__TEXTO PROPORCIONADO__
:::::

En el seno de una sociedad longeva y con expectativa de vida creciente, cada vez son más los estudios y científicos que alertan de las consecuencias del sobrediagnóstico y del sobretratamiento médico. Se da en la práctica totalidad de las sociedades desarrolladas y contribuyen todos los ámbitos y estamentos sanitarios, desde el profesional al político, pasando por el investigador y el tecnológico. El problema es doble; genera un sobrecoste económico evitable y puede provocar daños sobre la salud. De hecho, todas las intervenciones médicas tienen efectos secundarios y plantean diferentes grados de morbilidad, pero además la etiqueta de enfermo por si sola genera una carga emocional que aumenta la vulnerabilidad de las personas.
En estos casos, el diagnóstico es esencialmente correcto, pero intrascendente e irrelevante.
Correcto porque identifica una entidad tipificada en la bibliografía biomédica; intrascendente porque a la postre no iba a causar síntomas ni provocar la muerte del paciente; irrelevante porque no existe tratamiento o porque el tratamiento no va a influir en la progresión real de la enfermedad. Por tanto, convierte a las personas en enfermos sin necesidad y conlleva actuaciones que sin aportar beneficio para la salud, pueden causar daño. Los espacios de sobrediagnóstico acostumbran a ser fruto de una alianza tóxica. Una asociación compleja de buenas intenciones y de intereses creados, influyendo sobre profesionales y pacientes por su capacidad de generar miedo al desarrollo de una enfermedad, discapacidad o muerte.
El sobrediagnóstico encuentra terreno abonado en el campo de los parámetros biométricos (colesterol, albúmina, presión arterial, masa corporal, densidad ósea, …) desplazando los límites considerados normales y provocando una epidemia de enfermos sin síntomas. Son las enfermedades de los números basados en la utilización e interpretación absurda de la biometría humana. Tratar los factores de riesgo como si fueran verdaderas enfermedades sin cuantificar su intensidad y trascendencia, mengua la salud y derrocha recursos. El pecado original y común radica en la falta de individualización de la persona enferma y de la aplicación poco racional del conocimiento.

:::::

__Registros de una fuente de datos__
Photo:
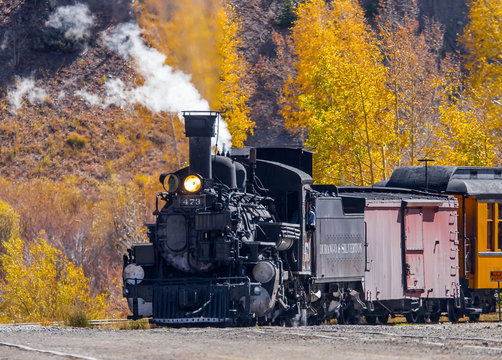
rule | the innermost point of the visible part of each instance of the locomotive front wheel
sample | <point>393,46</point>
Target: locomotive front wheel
<point>453,313</point>
<point>435,316</point>
<point>349,316</point>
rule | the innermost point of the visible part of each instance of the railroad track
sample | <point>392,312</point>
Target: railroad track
<point>62,323</point>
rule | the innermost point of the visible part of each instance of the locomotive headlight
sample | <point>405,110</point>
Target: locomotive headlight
<point>192,183</point>
<point>133,274</point>
<point>170,182</point>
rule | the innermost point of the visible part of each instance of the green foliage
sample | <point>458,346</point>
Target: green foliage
<point>288,16</point>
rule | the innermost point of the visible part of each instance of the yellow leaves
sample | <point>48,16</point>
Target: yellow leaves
<point>482,40</point>
<point>232,97</point>
<point>201,37</point>
<point>339,93</point>
<point>41,284</point>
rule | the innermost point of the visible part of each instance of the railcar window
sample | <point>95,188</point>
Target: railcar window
<point>499,226</point>
<point>489,226</point>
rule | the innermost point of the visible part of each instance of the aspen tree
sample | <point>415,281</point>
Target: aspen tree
<point>231,96</point>
<point>339,94</point>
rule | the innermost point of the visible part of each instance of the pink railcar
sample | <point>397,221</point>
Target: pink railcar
<point>411,255</point>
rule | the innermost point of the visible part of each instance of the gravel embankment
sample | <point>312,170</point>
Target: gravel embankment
<point>442,341</point>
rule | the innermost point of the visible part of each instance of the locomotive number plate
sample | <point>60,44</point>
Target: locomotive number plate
<point>193,201</point>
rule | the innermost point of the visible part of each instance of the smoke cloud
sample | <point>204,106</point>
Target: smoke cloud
<point>75,20</point>
<point>164,88</point>
<point>25,89</point>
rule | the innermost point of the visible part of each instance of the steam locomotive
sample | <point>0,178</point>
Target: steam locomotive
<point>248,238</point>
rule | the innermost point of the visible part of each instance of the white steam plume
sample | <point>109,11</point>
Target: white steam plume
<point>75,20</point>
<point>25,88</point>
<point>164,89</point>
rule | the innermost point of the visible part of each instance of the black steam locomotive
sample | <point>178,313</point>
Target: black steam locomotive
<point>245,239</point>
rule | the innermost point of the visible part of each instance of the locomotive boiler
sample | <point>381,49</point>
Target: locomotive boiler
<point>248,238</point>
<point>234,239</point>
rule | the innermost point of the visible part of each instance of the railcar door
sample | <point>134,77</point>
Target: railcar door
<point>414,248</point>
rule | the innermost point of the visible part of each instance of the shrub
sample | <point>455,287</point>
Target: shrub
<point>41,284</point>
<point>76,141</point>
<point>9,222</point>
<point>77,319</point>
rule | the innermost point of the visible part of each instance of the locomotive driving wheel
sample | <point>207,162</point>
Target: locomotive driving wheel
<point>415,317</point>
<point>383,319</point>
<point>371,319</point>
<point>454,313</point>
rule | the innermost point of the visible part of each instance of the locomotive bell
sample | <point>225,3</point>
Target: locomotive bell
<point>199,128</point>
<point>264,271</point>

:::::

__TAREAS POR RESOLVER__
**1.** Reproduce literalmente el fragmento del texto sobre el sobrediagnóstico que se abre con las palabras "En el seno de" y se cierra con "intrascendente e irrelevante.".
**2.** Según el texto sobre el sobrediagnóstico, ¿en qué consiste el doble problema que plantea?
**3.** Convierte en una lista breve el párrafo del texto sobre el sobrediagnóstico que empieza por "El sobrediagnóstico encuentra terreno abonado", conservando sus datos principales.
Los registros proceden de una fuente distinta de la del texto.

__SOLUCIONES__
**1.**
En el seno de una sociedad longeva y con expectativa de vida creciente, cada vez son más los estudios y científicos que alertan de las consecuencias del sobrediagnóstico y del sobretratamiento médico. Se da en la práctica totalidad de las sociedades desarrolladas y contribuyen todos los ámbitos y estamentos sanitarios, desde el profesional al político, pasando por el investigador y el tecnológico. El problema es doble; genera un sobrecoste económico evitable y puede provocar daños sobre la salud. De hecho, todas las intervenciones médicas tienen efectos secundarios y plantean diferentes grados de morbilidad, pero además la etiqueta de enfermo por si sola genera una carga emocional que aumenta la vulnerabilidad de las personas.
En estos casos, el diagnóstico es esencialmente correcto, pero intrascendente e irrelevante.

**2.** Genera un sobrecoste económico evitable y puede provocar daños sobre la salud.

**3.**
- El sobrediagnóstico prospera en los parámetros biométricos (colesterol, albúmina, presión arterial, masa corporal, densidad ósea). Al desplazarse los límites considerados normales, surge una epidemia de enfermos sin síntomas.
- Son las enfermedades de los números, basadas en una utilización e interpretación absurda de la biometría humana.
- Tratar los factores de riesgo como verdaderas enfermedades, sin cuantificar su intensidad y trascendencia, merma la salud y derrocha recursos.
- El error de fondo es la falta de individualización de la persona enferma y la aplicación poco racional del conocimiento.